(Labeled-object pointing entries)
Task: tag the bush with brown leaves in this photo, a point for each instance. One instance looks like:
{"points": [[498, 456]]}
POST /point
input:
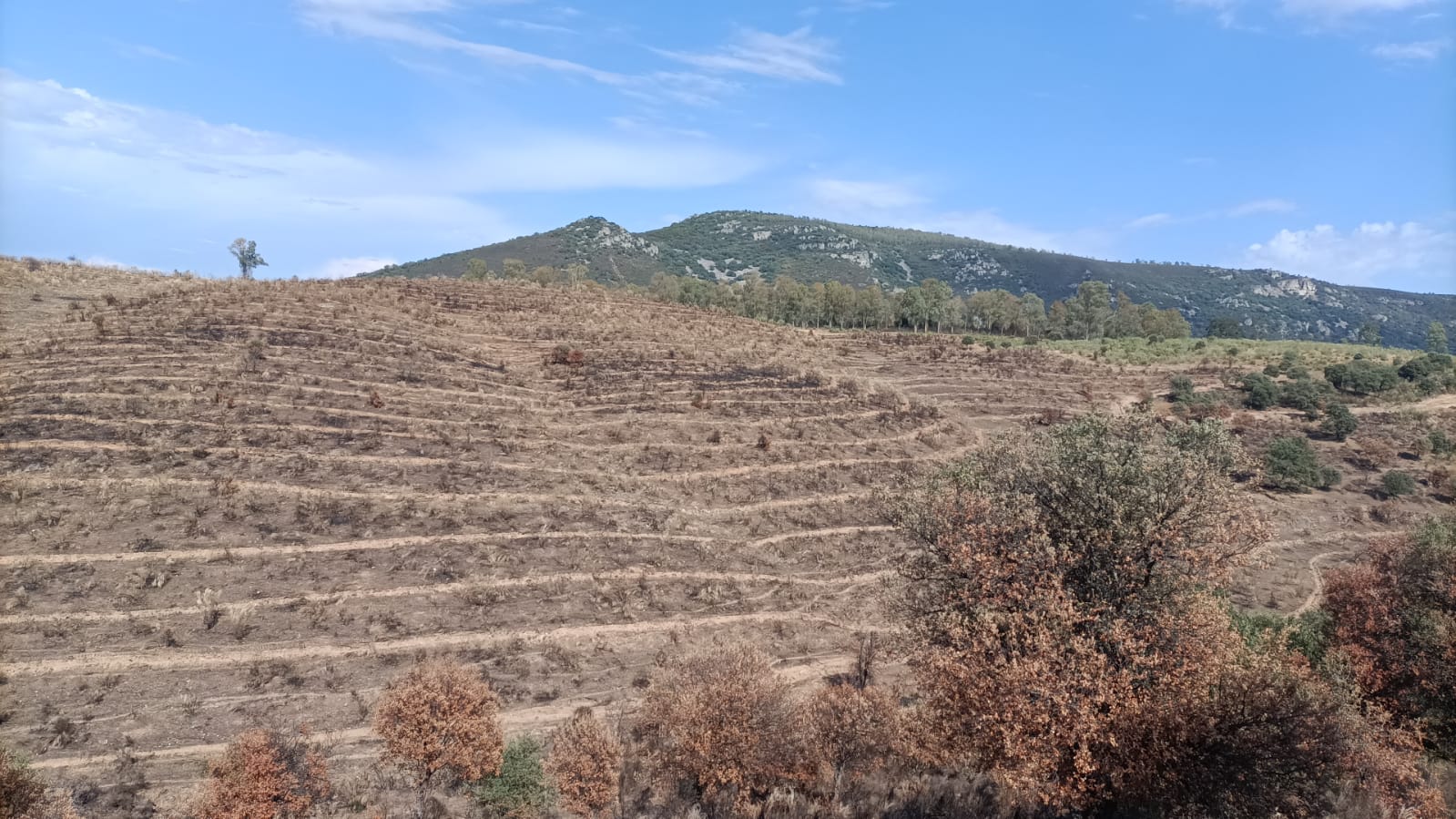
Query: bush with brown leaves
{"points": [[850, 732], [264, 775], [585, 764], [1067, 641], [1394, 619], [718, 722], [440, 717]]}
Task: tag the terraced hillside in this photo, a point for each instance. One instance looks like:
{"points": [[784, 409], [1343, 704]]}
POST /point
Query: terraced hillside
{"points": [[254, 503]]}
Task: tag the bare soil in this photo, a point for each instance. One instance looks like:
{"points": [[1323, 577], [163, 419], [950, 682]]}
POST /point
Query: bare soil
{"points": [[254, 503]]}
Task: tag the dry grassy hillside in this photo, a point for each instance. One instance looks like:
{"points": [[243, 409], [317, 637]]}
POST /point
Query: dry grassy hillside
{"points": [[238, 503]]}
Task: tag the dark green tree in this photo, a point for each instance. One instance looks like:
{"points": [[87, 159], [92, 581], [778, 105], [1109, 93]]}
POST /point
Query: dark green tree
{"points": [[247, 254], [1225, 327], [1292, 466], [1436, 338], [1261, 391]]}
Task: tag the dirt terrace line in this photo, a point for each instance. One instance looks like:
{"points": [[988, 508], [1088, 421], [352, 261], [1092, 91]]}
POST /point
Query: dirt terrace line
{"points": [[226, 553], [507, 466], [514, 719], [636, 573], [210, 658]]}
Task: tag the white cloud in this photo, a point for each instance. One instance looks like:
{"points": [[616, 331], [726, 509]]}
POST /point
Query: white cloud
{"points": [[1222, 9], [188, 178], [1337, 9], [1261, 206], [797, 56], [350, 265], [1423, 254], [406, 22], [850, 196], [1412, 51], [148, 51], [989, 226], [108, 261], [1151, 220], [392, 21]]}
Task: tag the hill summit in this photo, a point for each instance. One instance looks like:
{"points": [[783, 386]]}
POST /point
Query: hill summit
{"points": [[731, 245]]}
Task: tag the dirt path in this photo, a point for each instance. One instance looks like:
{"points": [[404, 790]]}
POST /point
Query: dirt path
{"points": [[515, 721], [1318, 593], [90, 663], [636, 573], [229, 553]]}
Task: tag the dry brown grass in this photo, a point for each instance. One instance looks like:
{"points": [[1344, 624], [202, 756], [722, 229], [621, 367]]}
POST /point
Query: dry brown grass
{"points": [[255, 503]]}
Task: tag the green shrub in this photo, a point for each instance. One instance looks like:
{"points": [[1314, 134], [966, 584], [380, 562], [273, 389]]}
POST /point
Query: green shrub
{"points": [[1424, 366], [1290, 466], [1398, 484], [520, 789], [1181, 389], [1441, 445], [1261, 391], [1303, 395], [1308, 633], [1361, 376], [1339, 422]]}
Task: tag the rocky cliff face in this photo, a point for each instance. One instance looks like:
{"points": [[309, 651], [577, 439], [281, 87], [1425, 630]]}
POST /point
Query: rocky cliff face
{"points": [[728, 245]]}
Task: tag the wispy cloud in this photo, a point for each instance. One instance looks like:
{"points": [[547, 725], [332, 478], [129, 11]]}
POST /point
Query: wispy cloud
{"points": [[420, 24], [1315, 15], [1423, 51], [146, 53], [393, 21], [850, 196], [1423, 252], [1254, 207], [797, 56], [1261, 206], [1223, 10], [219, 177], [348, 265], [1341, 9], [1151, 220]]}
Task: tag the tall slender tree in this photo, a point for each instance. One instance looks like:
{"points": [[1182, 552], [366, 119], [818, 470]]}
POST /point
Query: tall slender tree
{"points": [[247, 254]]}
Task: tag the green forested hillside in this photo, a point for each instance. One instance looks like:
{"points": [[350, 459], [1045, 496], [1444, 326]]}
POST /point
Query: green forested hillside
{"points": [[728, 245]]}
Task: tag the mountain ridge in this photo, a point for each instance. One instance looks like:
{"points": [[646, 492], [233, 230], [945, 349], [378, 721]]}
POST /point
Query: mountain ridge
{"points": [[728, 245]]}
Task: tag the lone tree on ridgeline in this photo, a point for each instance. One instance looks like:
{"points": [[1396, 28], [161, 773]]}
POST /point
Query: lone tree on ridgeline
{"points": [[247, 254], [1067, 640], [440, 717]]}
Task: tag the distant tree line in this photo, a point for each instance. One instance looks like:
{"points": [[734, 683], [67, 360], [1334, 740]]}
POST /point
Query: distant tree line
{"points": [[1093, 312]]}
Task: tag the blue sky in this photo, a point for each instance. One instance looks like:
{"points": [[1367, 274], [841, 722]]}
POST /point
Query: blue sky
{"points": [[1310, 136]]}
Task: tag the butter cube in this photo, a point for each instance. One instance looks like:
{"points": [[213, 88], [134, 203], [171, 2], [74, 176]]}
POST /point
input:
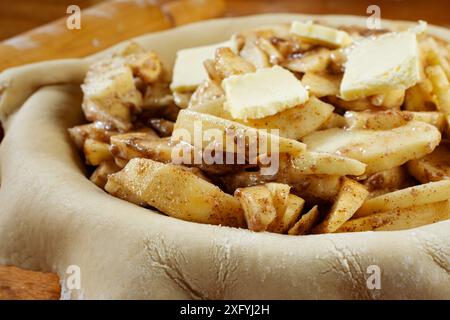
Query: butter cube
{"points": [[262, 93], [189, 72], [378, 65], [319, 34]]}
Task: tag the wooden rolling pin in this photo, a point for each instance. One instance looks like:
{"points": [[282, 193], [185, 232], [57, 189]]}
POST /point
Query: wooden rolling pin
{"points": [[103, 25]]}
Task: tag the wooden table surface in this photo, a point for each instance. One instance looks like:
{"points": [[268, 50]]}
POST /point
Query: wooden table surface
{"points": [[23, 15], [20, 16]]}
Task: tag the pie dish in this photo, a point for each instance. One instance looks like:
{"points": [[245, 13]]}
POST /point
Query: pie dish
{"points": [[53, 217]]}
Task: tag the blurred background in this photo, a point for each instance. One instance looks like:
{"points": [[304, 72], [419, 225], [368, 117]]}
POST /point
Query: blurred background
{"points": [[22, 15]]}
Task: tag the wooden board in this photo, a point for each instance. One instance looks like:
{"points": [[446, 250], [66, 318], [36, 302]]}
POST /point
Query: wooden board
{"points": [[22, 284]]}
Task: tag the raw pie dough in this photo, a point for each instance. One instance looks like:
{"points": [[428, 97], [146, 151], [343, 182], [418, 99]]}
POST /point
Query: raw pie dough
{"points": [[52, 216]]}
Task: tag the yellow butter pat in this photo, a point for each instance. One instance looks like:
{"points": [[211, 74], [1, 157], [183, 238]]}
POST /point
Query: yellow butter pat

> [EXERCISE TASK] Copy the listing word for word, excluding its pictures.

> [RESULT OF THIS EXERCISE]
Task: tag the bush with brown leaves in this photo, a point for each instance. One instance looks like:
{"points": [[498, 456]]}
POST /point
input:
Query: bush with brown leaves
{"points": [[850, 732], [264, 775], [585, 764], [1067, 641], [1394, 619], [718, 722], [440, 717]]}
Task: tag the terraced hillside in this photo, a point for each instance. One instance looks like:
{"points": [[784, 409], [1343, 704]]}
POST /point
Query: terraced hillside
{"points": [[254, 503]]}
Task: tag the bare soil in this photo, a point for each instance. One instance looks like:
{"points": [[1323, 577], [163, 419], [950, 682]]}
POST /point
Query: bare soil
{"points": [[254, 503]]}
Task: tag the dry grassy hillside in this photo, a point for each instance. One instance looks like:
{"points": [[243, 409], [317, 637]]}
POST /point
Query: dry grassy hillside
{"points": [[238, 503]]}
Task: tag the dark green tree in this photo, a point for each instance. One instance looks like:
{"points": [[87, 159], [92, 581], [778, 105], [1109, 93]]}
POST /point
Query: dark green tree
{"points": [[247, 254], [1225, 327], [1292, 466], [1436, 338], [1261, 391]]}
Task: tag the dirt terrace line in this photo, a point for each instance. One instance looks like:
{"points": [[988, 508], [1088, 421], [352, 261], [1092, 91]]}
POST /point
Query: dirt terrace line
{"points": [[226, 553], [507, 466], [514, 719], [636, 573], [210, 658]]}
Task: tag the white cloud in this photo, a point for each instance. One instance looks like:
{"points": [[616, 331], [726, 509]]}
POST /point
Query: white cloud
{"points": [[1222, 9], [188, 178], [1337, 9], [1261, 206], [797, 56], [350, 265], [1423, 254], [406, 22], [850, 196], [1412, 51], [148, 51], [989, 226], [108, 261], [1151, 220], [392, 21]]}
Task: tag the hill summit in this photo, a point for each instance. One instance looks like:
{"points": [[783, 386]]}
POST /point
Query: hill summit
{"points": [[731, 245]]}
Task: tag the dirt path in this photo, a point for each instance. One instance looks like:
{"points": [[404, 790]]}
POST /point
Query: dirt path
{"points": [[515, 721], [1318, 593], [90, 663], [636, 573], [229, 553]]}
Task: tag the dry brown grass in this photo, a point for each instance. One instance looks like:
{"points": [[1344, 624], [202, 756], [722, 229], [621, 367]]}
POST /point
Query: dry brown grass
{"points": [[255, 503]]}
Task: tag the green shrub in this photo, a point for each instance. One instance looks like:
{"points": [[1314, 134], [966, 584], [380, 562], [273, 389]]}
POST /point
Query: green shrub
{"points": [[1424, 366], [1290, 466], [1398, 484], [520, 789], [1181, 389], [1441, 445], [1261, 391], [1303, 395], [1308, 633], [1361, 376], [1339, 422]]}
Task: tag the rocky cliff face in this photo, a point for each instance. One instance looks like:
{"points": [[309, 651], [577, 439], [281, 87], [1425, 630]]}
POST /point
Query: rocky cliff face
{"points": [[728, 245]]}
Task: tag the wispy cloud in this photo, a point for each instance. One instance looks like:
{"points": [[547, 725], [332, 478], [129, 11]]}
POST /point
Query: wispy cloud
{"points": [[420, 24], [1315, 15], [1423, 51], [146, 53], [393, 21], [850, 196], [1423, 252], [1254, 207], [797, 56], [1261, 206], [1223, 10], [219, 177], [348, 265], [1341, 9], [1151, 220]]}
Task: tag the tall slender tree in this photo, a point for each instance. One instance looks like:
{"points": [[1182, 552], [366, 119], [818, 470]]}
POST /point
Query: tall slender tree
{"points": [[247, 254]]}
Task: tag the green forested hillside in this photo, a point for each instance. One instance looks like:
{"points": [[350, 459], [1045, 496], [1444, 326]]}
POST /point
Query: green forested hillside
{"points": [[728, 245]]}
Task: tag the mountain ridge in this photo, a point for each instance. One instance looks like:
{"points": [[646, 492], [233, 230], [945, 349], [378, 721]]}
POST /point
Query: mountain ridge
{"points": [[728, 245]]}
Task: tag the lone tree on ridgeline in this photo, a point for each instance. One instance looks like:
{"points": [[1396, 28], [161, 773]]}
POST /point
Query: lone tree on ridgeline
{"points": [[247, 254], [1067, 640], [440, 717]]}
Task: tag the distant tree line in this photo, a point for each instance. One instance looks like:
{"points": [[734, 683], [67, 360], [1334, 740]]}
POST /point
Query: distant tree line
{"points": [[1093, 312]]}
Task: tag the blue sky in this photo, a point for each instance. One instance looks like:
{"points": [[1367, 274], [841, 722]]}
POST /point
Query: blue sky
{"points": [[1310, 136]]}
Task: tag the butter cube in this photo, a point for each instance. One instance looks like:
{"points": [[213, 88], [134, 203], [171, 2], [74, 176]]}
POST /point
input:
Query: butter cube
{"points": [[262, 93], [189, 72], [378, 65], [319, 34]]}
Task: tag the wooden rolling pin in this photo, a point for each instance. One instance looks like:
{"points": [[282, 193], [185, 232], [57, 189]]}
POST /point
Query: wooden rolling pin
{"points": [[103, 25]]}
Task: tag the wooden table surface in this photo, a point for each instance. One instance looks like:
{"points": [[268, 50]]}
POST /point
Query: wooden table surface
{"points": [[23, 15], [20, 16]]}
Task: tag the pie dish in this photo, a point for each instance. One instance looks like:
{"points": [[245, 13]]}
POST /point
Query: pie dish
{"points": [[53, 217]]}
Task: tag the blurred background in this photo, a point for each instance. One instance looks like:
{"points": [[304, 72], [419, 225], [368, 117]]}
POST /point
Query: blurred background
{"points": [[22, 15]]}
Task: tag the wooden board in this photo, a point for each instance. One instance looks like:
{"points": [[446, 250], [66, 318], [36, 302]]}
POST /point
Query: wooden board
{"points": [[22, 284]]}
Task: tag the raw pie dough in this photo, a point for each instance. One instance looks like:
{"points": [[428, 97], [146, 151], [343, 182], [418, 99]]}
POST /point
Query: raw pie dough
{"points": [[52, 216]]}
Task: tag the yellow butter pat in this photo, a point for each instance. One instance looks like:
{"points": [[211, 74], [1, 157], [183, 238]]}
POST /point
Query: yellow butter pat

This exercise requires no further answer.